» **THE TASKS**
1. Decide whether each statement agrees with the flash crash discussion, answering yes or no and quoting the deciding words of the text: (a) manual traders place stop losses as protection against the price dropping below a set level; (b) in the GDAX incident, coins sold at $50; (c) the writer expects regulation to fix manipulation of a crash by the exchange.
2. Rewrite the flash crash discussion between "Seems like using" and "on crypto exchanges.", inclusive, swapping "stop losses" for "stop-loss orders".

» **EXCERPTED PASSAGE**
◇ ◇ ◇

Maybe the worry is that the exchange can manipulate the crash (and then buy themselves at the cheap price), but I don't really see how 'regulation' would fix this. It would just mean people with the government's permission can now manipulate the crash.

Seems like using bots in a way that doesn't leave you vulnerable to such things is the only solution.

A lot of people that trade manually (not with bots) put in stop losses,. They do this to protect themselves should the price fall below a certain threshold. These seem to get automatically triggered when these flash crash occur on crypto exchanges.

Worse still if you say you put in a stop loss $300. During ordinary trading you can expect, should it get triggered to execute a trade in the $295 - $300 range (depending on the liquidity and size of the order).

However during a flash crash, by the time your order gets executed you could end up selling your coins at $50 (or in the case of the GDAX incident 50 cents). Which would not be your intention. Particularly if the price goes back up to normal range say $350 minutes later. People lose a lot of money on an isolated occurrence that happens on a single exchange that is out-of-step with the rest of the exchanges.

Someone with leveraged cash and visibility of stop losses could use that money and information to crash the market and pick up cheap coins as the stop losses are executed, if the exchanges do not have the necessary safeguards in place.

Add to that, that the exchange has visibility of everybody's stop losses and it is largely unregulated space.... it's an open invitation for consumer protection regulators to stick their noses in.

A very informed answer!

◇ ◇ ◇

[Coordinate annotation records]
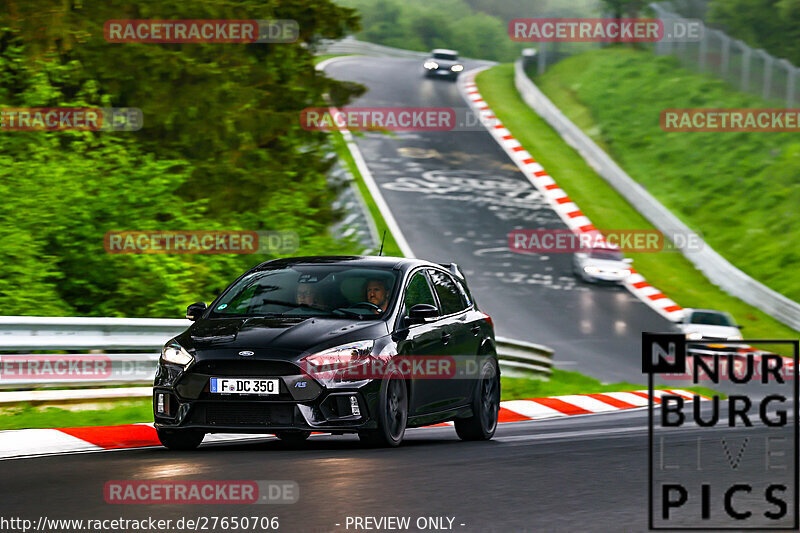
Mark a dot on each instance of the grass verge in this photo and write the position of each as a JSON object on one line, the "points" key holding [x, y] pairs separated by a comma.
{"points": [[739, 189], [565, 382], [139, 410], [670, 272], [106, 413], [390, 246]]}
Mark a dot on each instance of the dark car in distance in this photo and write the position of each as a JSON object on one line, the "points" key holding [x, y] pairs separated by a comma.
{"points": [[346, 344]]}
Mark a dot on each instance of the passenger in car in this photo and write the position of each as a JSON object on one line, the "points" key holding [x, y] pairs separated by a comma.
{"points": [[377, 293]]}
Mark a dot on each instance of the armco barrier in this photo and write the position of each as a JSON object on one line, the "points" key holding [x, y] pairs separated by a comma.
{"points": [[716, 268], [20, 335], [352, 46]]}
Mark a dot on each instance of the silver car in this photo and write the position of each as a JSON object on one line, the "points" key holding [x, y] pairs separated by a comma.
{"points": [[601, 265], [443, 64]]}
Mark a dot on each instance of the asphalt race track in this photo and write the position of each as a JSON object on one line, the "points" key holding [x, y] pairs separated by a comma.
{"points": [[583, 473], [580, 473], [456, 196]]}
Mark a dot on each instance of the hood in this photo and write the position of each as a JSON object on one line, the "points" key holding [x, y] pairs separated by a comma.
{"points": [[606, 264], [276, 338], [445, 63], [715, 332]]}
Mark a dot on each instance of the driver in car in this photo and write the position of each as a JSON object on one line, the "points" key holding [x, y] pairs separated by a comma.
{"points": [[377, 293]]}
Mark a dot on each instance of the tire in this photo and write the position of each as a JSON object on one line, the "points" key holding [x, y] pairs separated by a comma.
{"points": [[180, 439], [293, 437], [392, 414], [485, 407]]}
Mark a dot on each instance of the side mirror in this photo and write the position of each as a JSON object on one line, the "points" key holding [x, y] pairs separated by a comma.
{"points": [[196, 310], [420, 312]]}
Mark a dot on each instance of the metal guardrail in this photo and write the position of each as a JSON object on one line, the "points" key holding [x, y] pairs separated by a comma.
{"points": [[20, 335], [349, 45], [716, 268], [524, 359]]}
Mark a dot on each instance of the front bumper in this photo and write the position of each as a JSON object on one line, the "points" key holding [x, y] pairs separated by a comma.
{"points": [[441, 73], [607, 277], [183, 400]]}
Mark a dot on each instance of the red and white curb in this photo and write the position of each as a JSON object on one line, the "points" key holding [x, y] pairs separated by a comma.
{"points": [[558, 200], [39, 442]]}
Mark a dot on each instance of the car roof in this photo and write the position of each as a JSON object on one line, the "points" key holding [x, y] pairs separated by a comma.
{"points": [[692, 310], [400, 263]]}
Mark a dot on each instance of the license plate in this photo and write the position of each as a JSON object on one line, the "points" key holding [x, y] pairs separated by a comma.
{"points": [[244, 386]]}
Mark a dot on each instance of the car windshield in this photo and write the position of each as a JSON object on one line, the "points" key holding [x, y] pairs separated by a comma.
{"points": [[310, 290], [710, 318], [606, 255]]}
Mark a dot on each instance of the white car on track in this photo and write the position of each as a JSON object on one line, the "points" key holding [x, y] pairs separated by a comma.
{"points": [[601, 265], [707, 324]]}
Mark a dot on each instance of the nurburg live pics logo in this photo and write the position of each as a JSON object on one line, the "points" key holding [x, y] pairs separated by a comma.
{"points": [[710, 470]]}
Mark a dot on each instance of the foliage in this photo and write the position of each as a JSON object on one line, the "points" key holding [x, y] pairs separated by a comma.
{"points": [[423, 25], [773, 25], [221, 149], [740, 190], [670, 272]]}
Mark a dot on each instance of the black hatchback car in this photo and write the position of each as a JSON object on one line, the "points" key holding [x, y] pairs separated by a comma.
{"points": [[367, 345]]}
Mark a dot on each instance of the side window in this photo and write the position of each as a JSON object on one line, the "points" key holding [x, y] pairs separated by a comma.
{"points": [[417, 292], [464, 293], [449, 295]]}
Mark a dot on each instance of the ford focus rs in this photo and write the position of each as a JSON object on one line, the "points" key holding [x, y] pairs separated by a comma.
{"points": [[367, 345]]}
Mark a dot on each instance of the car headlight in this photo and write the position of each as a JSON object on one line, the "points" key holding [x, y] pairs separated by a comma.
{"points": [[174, 353], [339, 357]]}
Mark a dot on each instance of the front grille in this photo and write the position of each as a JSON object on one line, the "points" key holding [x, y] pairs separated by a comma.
{"points": [[246, 368], [241, 414]]}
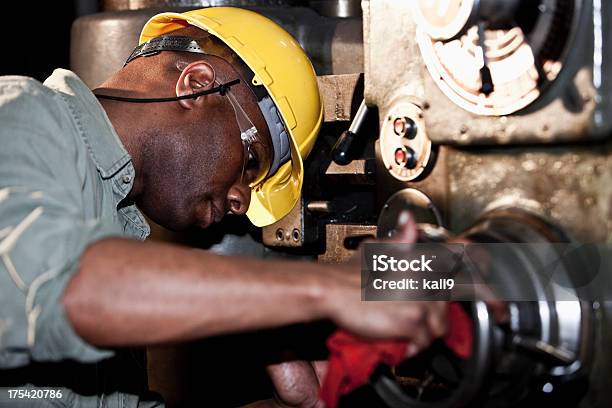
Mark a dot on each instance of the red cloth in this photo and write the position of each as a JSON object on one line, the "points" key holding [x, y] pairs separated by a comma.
{"points": [[352, 360]]}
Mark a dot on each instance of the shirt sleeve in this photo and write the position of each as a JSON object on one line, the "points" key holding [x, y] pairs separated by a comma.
{"points": [[43, 229]]}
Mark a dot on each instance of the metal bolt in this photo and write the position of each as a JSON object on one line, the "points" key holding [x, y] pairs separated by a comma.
{"points": [[296, 234], [280, 234]]}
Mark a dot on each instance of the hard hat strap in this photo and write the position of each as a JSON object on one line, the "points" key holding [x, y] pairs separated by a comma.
{"points": [[165, 43]]}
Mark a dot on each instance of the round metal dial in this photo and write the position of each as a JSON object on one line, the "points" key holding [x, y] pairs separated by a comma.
{"points": [[495, 65], [404, 145]]}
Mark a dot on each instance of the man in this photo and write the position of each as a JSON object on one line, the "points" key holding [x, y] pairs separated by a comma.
{"points": [[212, 115]]}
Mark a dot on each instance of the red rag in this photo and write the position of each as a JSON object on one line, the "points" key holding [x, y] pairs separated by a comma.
{"points": [[352, 360]]}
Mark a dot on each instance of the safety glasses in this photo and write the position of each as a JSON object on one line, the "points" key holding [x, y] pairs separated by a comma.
{"points": [[256, 159]]}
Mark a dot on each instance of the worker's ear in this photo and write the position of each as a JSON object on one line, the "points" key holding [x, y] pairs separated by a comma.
{"points": [[195, 77]]}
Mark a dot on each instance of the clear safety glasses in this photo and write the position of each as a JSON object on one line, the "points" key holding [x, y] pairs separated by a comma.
{"points": [[256, 159]]}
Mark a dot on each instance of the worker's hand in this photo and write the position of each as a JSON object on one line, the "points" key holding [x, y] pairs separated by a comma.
{"points": [[297, 383], [418, 322]]}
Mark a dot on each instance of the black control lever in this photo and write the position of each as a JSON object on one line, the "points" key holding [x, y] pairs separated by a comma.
{"points": [[487, 87], [341, 152]]}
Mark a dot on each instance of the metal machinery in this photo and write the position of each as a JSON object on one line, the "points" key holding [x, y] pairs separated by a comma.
{"points": [[491, 120]]}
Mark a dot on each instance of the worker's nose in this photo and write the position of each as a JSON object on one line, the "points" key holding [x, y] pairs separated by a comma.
{"points": [[239, 198]]}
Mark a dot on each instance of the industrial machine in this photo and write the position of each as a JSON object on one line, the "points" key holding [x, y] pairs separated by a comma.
{"points": [[491, 121]]}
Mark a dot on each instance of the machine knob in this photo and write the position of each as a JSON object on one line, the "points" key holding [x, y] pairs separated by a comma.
{"points": [[405, 127], [407, 157]]}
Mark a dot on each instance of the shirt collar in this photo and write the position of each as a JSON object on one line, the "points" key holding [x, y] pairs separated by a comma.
{"points": [[95, 128]]}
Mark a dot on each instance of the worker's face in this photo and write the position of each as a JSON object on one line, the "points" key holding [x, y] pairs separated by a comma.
{"points": [[200, 174]]}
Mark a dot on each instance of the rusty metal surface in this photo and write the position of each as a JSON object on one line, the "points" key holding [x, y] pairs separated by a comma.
{"points": [[339, 93], [347, 47], [357, 172], [395, 68], [288, 231], [569, 186], [335, 244]]}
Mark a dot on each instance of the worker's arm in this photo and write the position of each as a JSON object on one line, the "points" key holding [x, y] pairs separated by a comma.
{"points": [[133, 293]]}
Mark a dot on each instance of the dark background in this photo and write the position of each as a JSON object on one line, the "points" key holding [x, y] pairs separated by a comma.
{"points": [[35, 35]]}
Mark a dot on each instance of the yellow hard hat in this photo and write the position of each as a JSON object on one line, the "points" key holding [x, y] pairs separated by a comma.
{"points": [[282, 67]]}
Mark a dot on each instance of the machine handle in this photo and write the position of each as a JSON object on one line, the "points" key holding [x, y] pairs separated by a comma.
{"points": [[341, 152]]}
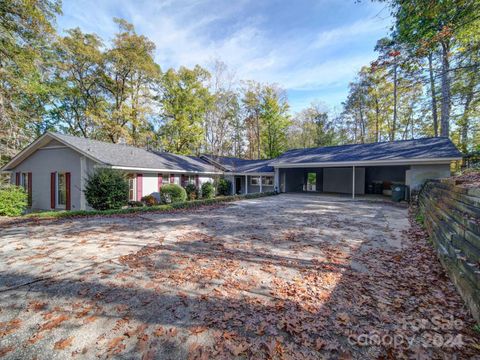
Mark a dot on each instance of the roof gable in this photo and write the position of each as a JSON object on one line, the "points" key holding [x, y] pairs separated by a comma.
{"points": [[117, 155]]}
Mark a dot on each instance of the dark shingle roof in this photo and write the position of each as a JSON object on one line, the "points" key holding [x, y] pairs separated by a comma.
{"points": [[237, 165], [130, 156], [427, 148]]}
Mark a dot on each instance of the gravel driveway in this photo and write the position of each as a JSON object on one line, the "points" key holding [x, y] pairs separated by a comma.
{"points": [[288, 276]]}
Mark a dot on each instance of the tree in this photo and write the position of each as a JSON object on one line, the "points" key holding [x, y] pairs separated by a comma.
{"points": [[79, 103], [432, 24], [251, 101], [222, 120], [274, 121], [312, 127], [184, 102], [129, 76], [26, 29]]}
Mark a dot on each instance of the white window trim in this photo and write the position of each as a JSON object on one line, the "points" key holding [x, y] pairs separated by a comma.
{"points": [[256, 178], [57, 204], [134, 178], [24, 180]]}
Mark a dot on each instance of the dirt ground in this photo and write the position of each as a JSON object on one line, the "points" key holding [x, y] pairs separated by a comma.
{"points": [[287, 276]]}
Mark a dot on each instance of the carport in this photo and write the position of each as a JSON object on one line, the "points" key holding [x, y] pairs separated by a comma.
{"points": [[354, 180], [364, 168]]}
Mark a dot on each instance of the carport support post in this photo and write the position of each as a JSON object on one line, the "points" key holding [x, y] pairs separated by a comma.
{"points": [[353, 182]]}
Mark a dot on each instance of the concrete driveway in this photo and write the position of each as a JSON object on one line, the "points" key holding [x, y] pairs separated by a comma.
{"points": [[288, 276]]}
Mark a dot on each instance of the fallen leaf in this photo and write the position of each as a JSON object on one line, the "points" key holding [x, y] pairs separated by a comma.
{"points": [[63, 344]]}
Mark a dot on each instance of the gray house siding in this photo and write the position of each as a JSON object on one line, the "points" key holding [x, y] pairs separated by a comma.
{"points": [[418, 174], [339, 180], [45, 161]]}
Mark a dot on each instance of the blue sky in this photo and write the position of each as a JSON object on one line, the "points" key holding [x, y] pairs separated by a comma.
{"points": [[313, 49]]}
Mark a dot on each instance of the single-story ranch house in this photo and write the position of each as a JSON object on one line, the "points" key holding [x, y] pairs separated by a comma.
{"points": [[53, 169]]}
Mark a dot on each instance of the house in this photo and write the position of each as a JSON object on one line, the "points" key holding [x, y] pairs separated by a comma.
{"points": [[53, 169], [247, 176], [356, 169]]}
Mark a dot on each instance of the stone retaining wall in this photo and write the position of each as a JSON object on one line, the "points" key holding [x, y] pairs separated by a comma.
{"points": [[452, 219]]}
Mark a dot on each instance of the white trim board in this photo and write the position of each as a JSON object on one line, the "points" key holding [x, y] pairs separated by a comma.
{"points": [[128, 168], [367, 163]]}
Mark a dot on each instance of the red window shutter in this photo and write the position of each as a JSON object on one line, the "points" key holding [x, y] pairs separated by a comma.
{"points": [[52, 190], [139, 186], [160, 181], [29, 189], [68, 204]]}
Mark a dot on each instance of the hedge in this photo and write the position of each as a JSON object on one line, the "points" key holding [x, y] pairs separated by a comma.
{"points": [[13, 200], [156, 208]]}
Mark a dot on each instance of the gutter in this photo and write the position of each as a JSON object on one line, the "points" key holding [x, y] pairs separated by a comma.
{"points": [[128, 168], [366, 163]]}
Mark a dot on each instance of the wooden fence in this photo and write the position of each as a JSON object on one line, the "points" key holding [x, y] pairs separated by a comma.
{"points": [[452, 219]]}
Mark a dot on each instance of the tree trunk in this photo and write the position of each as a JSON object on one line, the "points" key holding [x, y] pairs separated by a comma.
{"points": [[445, 118], [394, 124], [258, 135], [465, 123], [433, 94]]}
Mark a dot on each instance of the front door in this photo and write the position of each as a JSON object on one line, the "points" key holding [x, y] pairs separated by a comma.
{"points": [[238, 185]]}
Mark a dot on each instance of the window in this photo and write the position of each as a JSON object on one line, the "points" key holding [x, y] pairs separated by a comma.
{"points": [[189, 179], [255, 180], [24, 181], [131, 188], [311, 182], [61, 190], [267, 180]]}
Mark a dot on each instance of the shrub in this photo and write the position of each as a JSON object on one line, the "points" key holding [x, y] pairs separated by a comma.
{"points": [[208, 190], [106, 189], [171, 193], [135, 204], [192, 192], [149, 200], [224, 187], [13, 200]]}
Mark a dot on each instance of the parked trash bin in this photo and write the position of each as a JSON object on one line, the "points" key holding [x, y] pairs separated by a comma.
{"points": [[398, 192]]}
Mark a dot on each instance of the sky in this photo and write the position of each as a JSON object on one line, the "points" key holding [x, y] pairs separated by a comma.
{"points": [[312, 49]]}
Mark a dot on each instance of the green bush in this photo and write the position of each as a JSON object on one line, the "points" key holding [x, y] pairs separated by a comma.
{"points": [[135, 204], [13, 200], [192, 192], [149, 200], [145, 209], [172, 193], [106, 189], [208, 190], [224, 187]]}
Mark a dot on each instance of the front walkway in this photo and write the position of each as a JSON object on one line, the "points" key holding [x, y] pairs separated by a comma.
{"points": [[289, 276]]}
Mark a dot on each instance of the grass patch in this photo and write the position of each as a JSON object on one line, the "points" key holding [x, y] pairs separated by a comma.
{"points": [[145, 209]]}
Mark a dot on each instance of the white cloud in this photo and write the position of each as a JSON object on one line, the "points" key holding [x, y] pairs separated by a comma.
{"points": [[349, 32], [188, 33]]}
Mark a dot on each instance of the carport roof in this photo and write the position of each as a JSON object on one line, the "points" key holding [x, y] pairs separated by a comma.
{"points": [[237, 165], [426, 149]]}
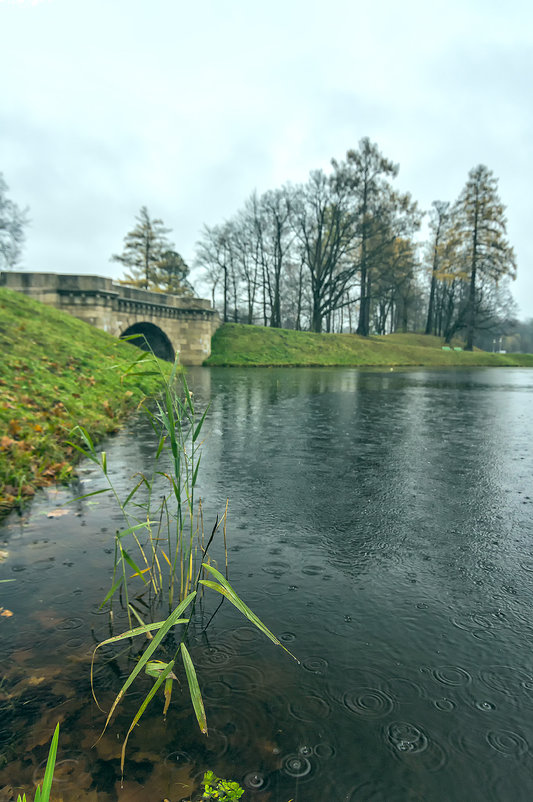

◇ ◇ ◇

» **ANSWERS TO THE EXERCISES**
1.
(a) Yes: "They do this to protect themselves should the price fall below a certain threshold."
(b) No: "(or in the case of the GDAX incident 50 cents)"
(c) No: "I don't really see how 'regulation' would fix this."

2.
Seems like using bots in a way that doesn't leave you vulnerable to such things is the only solution.

A lot of people that trade manually (not with bots) put in stop-loss orders,. They do this to protect themselves should the price fall below a certain threshold. These seem to get automatically triggered when these flash crash occur on crypto exchanges.